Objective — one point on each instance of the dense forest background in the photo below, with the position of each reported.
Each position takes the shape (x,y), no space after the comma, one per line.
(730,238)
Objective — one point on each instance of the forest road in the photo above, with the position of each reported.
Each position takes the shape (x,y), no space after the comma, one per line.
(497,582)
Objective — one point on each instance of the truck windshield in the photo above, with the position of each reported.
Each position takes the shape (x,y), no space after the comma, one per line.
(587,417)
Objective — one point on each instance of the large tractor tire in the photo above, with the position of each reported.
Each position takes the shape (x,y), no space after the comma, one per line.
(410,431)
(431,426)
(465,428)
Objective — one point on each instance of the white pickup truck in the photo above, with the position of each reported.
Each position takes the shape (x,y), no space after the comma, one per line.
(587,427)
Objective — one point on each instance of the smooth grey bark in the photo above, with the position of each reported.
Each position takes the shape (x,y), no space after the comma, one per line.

* * *

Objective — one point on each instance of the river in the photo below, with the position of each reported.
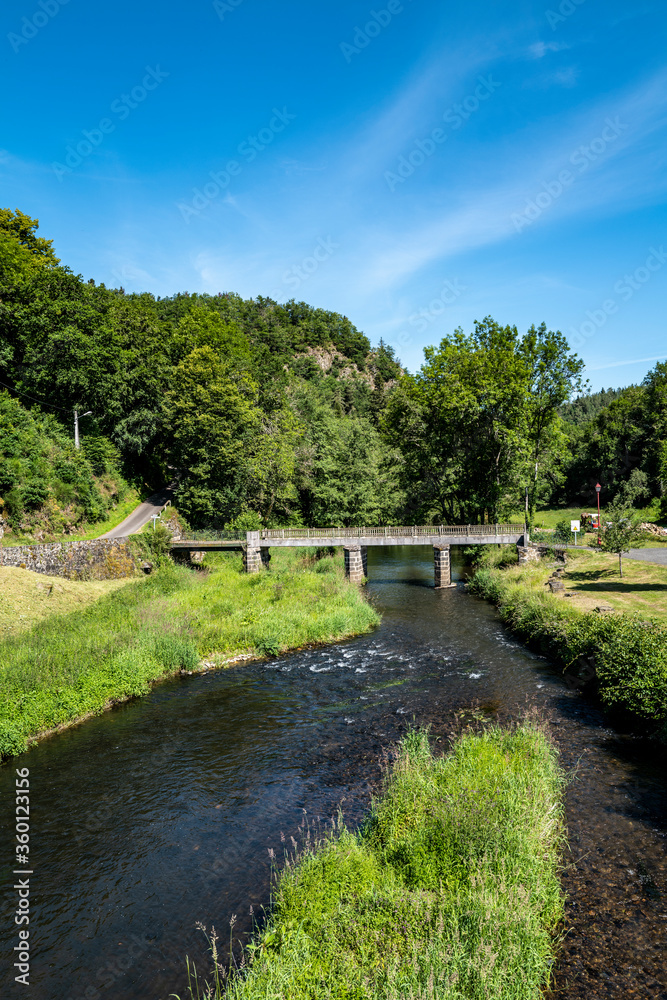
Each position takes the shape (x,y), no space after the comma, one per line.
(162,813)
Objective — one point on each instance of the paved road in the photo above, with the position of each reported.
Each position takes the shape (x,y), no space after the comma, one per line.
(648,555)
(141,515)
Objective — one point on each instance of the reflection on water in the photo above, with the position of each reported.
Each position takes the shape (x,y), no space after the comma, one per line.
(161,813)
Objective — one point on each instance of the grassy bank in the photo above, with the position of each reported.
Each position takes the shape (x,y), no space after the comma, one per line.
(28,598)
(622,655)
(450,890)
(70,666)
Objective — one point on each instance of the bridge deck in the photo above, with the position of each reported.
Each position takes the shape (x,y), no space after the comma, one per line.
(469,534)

#### WORK TASK
Return a copy of each line of the material that holds the word "Objective".

#### ANSWER TO THE EXERCISE
Objective — one point on each instance of the dense forest background in the photo below, with the position of each reported.
Objective — one point on each instance of the forest road in the photo above, with the position of each reported.
Objective — one point on each instance of the truck windshield in the photo above, with the position of each reported.
Objective — one point on each instance of the large tractor tire in the photo above, with the position of each reported.
Objective — one point on each instance of the white pickup truck in the photo above, with the position of each reported.
Objective — one point on each instance of the smooth grey bark in the photo above, with the position of each reported.
Objective — one point on each instance of the river in the photo below, with the position of each reported.
Objective — one point on each instance of the paved road in the photo above, with the position of each reported.
Objective — one point on each instance of the reflection on water in the photo above, with the position of each reported.
Objective — one point on each instance of the grassy bank in the photo above, with the position of each reported.
Objective — one point on each instance of the bridge deck in the photo above, with the position of each reported.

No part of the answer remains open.